TASK GOAL:
Collect every line of the rows below that contains the string "foliage", matching case exactly.
-- Start EXTRACTED DATA --
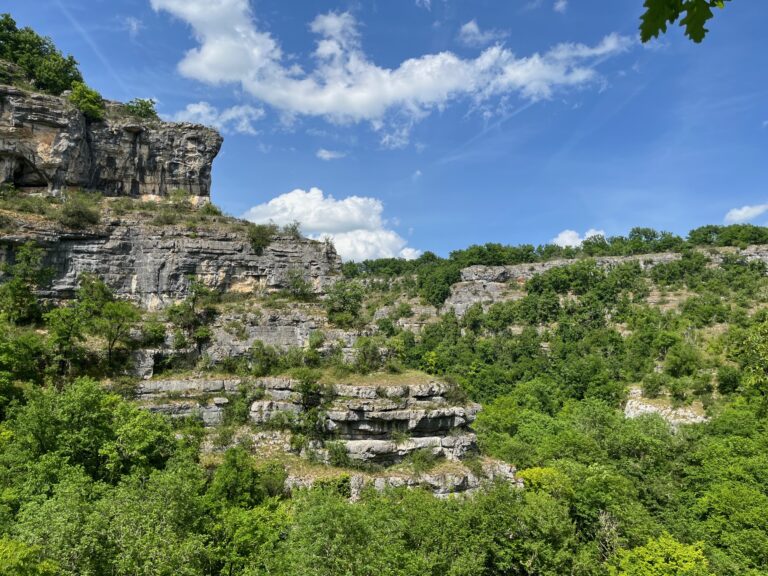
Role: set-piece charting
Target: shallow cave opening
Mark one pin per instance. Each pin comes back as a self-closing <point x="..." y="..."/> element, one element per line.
<point x="25" y="175"/>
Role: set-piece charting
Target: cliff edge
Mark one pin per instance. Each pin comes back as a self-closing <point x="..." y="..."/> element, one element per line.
<point x="48" y="145"/>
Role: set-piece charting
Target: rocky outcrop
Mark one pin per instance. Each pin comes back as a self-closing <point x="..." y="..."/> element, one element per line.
<point x="464" y="295"/>
<point x="520" y="273"/>
<point x="152" y="264"/>
<point x="638" y="406"/>
<point x="375" y="424"/>
<point x="442" y="483"/>
<point x="47" y="144"/>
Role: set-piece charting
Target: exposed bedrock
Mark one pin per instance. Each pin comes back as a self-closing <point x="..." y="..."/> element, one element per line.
<point x="47" y="144"/>
<point x="377" y="424"/>
<point x="152" y="265"/>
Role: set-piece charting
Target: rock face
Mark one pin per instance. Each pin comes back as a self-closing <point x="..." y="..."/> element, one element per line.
<point x="375" y="424"/>
<point x="638" y="406"/>
<point x="152" y="264"/>
<point x="523" y="272"/>
<point x="47" y="144"/>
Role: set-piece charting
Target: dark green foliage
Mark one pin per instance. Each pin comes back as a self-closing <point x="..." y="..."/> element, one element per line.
<point x="728" y="379"/>
<point x="141" y="108"/>
<point x="45" y="67"/>
<point x="695" y="15"/>
<point x="88" y="101"/>
<point x="239" y="482"/>
<point x="344" y="302"/>
<point x="260" y="236"/>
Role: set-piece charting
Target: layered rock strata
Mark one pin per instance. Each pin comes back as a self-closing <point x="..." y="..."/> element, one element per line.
<point x="380" y="425"/>
<point x="47" y="144"/>
<point x="152" y="265"/>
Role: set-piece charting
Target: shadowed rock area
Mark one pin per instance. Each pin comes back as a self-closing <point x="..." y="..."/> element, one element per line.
<point x="48" y="145"/>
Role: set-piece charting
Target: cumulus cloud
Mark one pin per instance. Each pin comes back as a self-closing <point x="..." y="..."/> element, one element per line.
<point x="571" y="238"/>
<point x="355" y="224"/>
<point x="328" y="155"/>
<point x="344" y="85"/>
<point x="745" y="213"/>
<point x="471" y="35"/>
<point x="237" y="119"/>
<point x="132" y="25"/>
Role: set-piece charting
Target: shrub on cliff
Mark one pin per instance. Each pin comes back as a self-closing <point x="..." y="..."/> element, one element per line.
<point x="141" y="108"/>
<point x="47" y="68"/>
<point x="261" y="236"/>
<point x="88" y="101"/>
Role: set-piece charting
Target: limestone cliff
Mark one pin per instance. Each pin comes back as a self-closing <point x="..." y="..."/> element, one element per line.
<point x="151" y="264"/>
<point x="47" y="144"/>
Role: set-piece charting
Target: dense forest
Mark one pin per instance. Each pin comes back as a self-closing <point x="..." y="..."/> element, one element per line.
<point x="92" y="484"/>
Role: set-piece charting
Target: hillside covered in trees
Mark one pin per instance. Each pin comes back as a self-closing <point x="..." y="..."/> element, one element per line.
<point x="186" y="393"/>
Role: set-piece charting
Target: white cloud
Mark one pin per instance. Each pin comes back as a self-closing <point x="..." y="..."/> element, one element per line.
<point x="237" y="119"/>
<point x="345" y="86"/>
<point x="328" y="155"/>
<point x="355" y="224"/>
<point x="573" y="239"/>
<point x="745" y="213"/>
<point x="471" y="35"/>
<point x="132" y="25"/>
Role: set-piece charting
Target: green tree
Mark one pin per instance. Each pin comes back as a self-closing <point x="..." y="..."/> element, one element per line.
<point x="47" y="68"/>
<point x="115" y="323"/>
<point x="344" y="302"/>
<point x="142" y="108"/>
<point x="88" y="101"/>
<point x="19" y="559"/>
<point x="695" y="15"/>
<point x="663" y="556"/>
<point x="66" y="329"/>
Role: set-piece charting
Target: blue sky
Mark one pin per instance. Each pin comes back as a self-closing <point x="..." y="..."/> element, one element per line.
<point x="399" y="126"/>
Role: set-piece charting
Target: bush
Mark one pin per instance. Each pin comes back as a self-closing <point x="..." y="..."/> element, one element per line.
<point x="141" y="108"/>
<point x="728" y="379"/>
<point x="293" y="230"/>
<point x="260" y="236"/>
<point x="47" y="68"/>
<point x="345" y="299"/>
<point x="654" y="384"/>
<point x="88" y="101"/>
<point x="210" y="209"/>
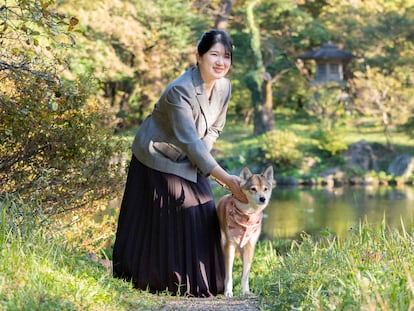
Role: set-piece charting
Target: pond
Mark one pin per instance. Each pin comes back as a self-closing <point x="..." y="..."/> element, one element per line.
<point x="338" y="210"/>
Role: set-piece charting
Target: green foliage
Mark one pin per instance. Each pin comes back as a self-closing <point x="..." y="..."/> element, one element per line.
<point x="281" y="148"/>
<point x="331" y="143"/>
<point x="370" y="268"/>
<point x="327" y="102"/>
<point x="54" y="145"/>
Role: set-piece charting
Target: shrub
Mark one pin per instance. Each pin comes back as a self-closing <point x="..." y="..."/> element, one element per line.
<point x="281" y="148"/>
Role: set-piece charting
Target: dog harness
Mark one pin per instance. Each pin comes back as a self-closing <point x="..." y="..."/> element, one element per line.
<point x="242" y="226"/>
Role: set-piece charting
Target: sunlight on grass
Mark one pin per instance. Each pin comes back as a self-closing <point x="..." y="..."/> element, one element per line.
<point x="363" y="272"/>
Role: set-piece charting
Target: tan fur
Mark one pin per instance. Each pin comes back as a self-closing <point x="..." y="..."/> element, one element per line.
<point x="258" y="189"/>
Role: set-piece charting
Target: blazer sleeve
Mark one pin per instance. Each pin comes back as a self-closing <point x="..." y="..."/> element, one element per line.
<point x="179" y="112"/>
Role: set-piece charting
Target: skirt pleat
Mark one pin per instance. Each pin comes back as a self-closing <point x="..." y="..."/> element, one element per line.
<point x="168" y="235"/>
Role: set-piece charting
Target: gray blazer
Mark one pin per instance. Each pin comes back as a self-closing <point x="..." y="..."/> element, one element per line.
<point x="180" y="132"/>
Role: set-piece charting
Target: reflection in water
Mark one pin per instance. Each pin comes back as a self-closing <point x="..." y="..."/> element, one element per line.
<point x="296" y="210"/>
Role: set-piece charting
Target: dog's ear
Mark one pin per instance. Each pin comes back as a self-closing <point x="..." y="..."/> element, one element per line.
<point x="245" y="174"/>
<point x="268" y="174"/>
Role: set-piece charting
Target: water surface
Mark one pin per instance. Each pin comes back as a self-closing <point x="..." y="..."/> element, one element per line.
<point x="295" y="210"/>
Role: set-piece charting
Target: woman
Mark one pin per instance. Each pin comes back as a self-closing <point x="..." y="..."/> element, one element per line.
<point x="168" y="237"/>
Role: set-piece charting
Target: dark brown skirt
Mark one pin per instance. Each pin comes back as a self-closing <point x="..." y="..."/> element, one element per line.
<point x="168" y="236"/>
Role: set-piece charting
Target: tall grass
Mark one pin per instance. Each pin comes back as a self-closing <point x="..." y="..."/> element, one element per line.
<point x="371" y="269"/>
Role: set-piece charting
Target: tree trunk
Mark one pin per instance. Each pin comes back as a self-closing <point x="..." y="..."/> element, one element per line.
<point x="268" y="118"/>
<point x="254" y="79"/>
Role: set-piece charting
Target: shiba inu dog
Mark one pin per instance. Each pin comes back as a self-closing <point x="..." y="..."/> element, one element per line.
<point x="241" y="223"/>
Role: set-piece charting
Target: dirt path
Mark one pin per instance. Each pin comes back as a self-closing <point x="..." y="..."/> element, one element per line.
<point x="212" y="304"/>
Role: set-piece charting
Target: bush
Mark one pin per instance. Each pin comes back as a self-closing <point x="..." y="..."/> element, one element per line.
<point x="331" y="143"/>
<point x="54" y="146"/>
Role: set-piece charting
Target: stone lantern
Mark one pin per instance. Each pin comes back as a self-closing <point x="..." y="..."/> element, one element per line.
<point x="330" y="63"/>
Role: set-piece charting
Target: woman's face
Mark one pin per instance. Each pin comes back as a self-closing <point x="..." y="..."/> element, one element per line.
<point x="215" y="63"/>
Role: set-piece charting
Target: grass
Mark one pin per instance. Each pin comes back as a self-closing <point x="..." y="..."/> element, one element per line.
<point x="372" y="269"/>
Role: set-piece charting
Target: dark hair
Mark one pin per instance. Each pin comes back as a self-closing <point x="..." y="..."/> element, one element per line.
<point x="208" y="39"/>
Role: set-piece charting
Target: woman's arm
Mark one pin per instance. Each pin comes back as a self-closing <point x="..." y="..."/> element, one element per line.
<point x="232" y="182"/>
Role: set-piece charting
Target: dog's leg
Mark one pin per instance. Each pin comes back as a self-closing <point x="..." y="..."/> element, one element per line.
<point x="247" y="257"/>
<point x="229" y="253"/>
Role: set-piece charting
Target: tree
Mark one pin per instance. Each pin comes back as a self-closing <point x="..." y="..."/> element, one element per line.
<point x="383" y="96"/>
<point x="254" y="79"/>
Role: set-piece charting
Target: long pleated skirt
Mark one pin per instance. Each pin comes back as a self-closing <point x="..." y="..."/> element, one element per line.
<point x="168" y="236"/>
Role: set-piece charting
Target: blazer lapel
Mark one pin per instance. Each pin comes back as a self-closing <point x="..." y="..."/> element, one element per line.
<point x="202" y="97"/>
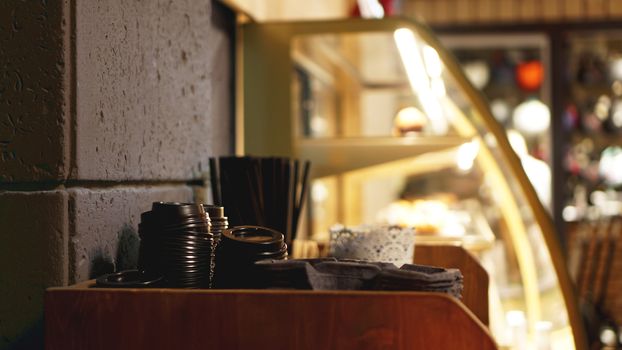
-- End EXTRACTED DATA --
THE REPLY:
Target: dark green foliage
Target: green foliage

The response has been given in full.